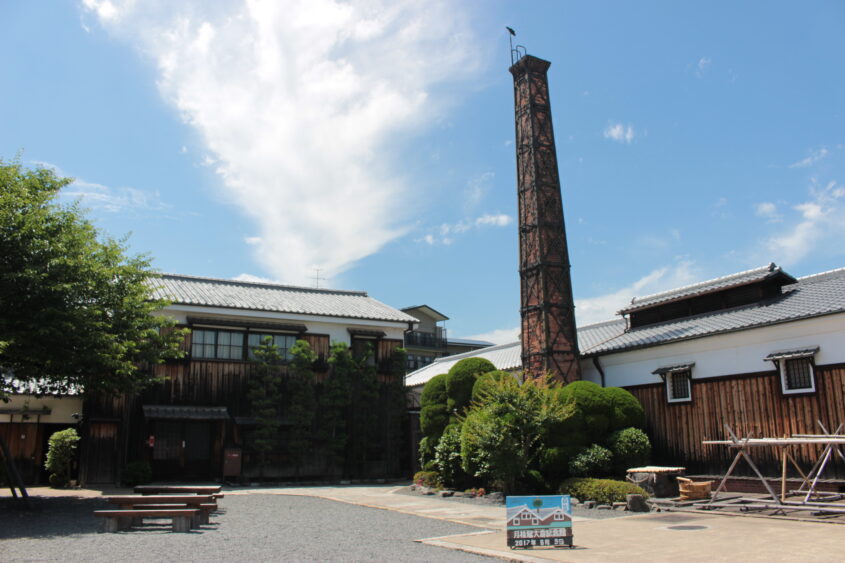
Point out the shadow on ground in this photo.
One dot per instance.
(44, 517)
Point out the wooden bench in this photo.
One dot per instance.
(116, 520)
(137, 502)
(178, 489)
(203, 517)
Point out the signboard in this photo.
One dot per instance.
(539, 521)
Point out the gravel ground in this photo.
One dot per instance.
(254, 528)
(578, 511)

= = = = =

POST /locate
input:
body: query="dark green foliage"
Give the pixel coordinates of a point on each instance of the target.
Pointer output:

= = = = =

## WHAT TO PRODUCE
Report every line in the entries above that contains the word "this". Case counts.

## FINISHED EXERCISE
Point out the shadow on ground in this photo.
Point out the wooden bench in this photo.
Point out the signboard in this photo.
Point out the gravel ground in this photo.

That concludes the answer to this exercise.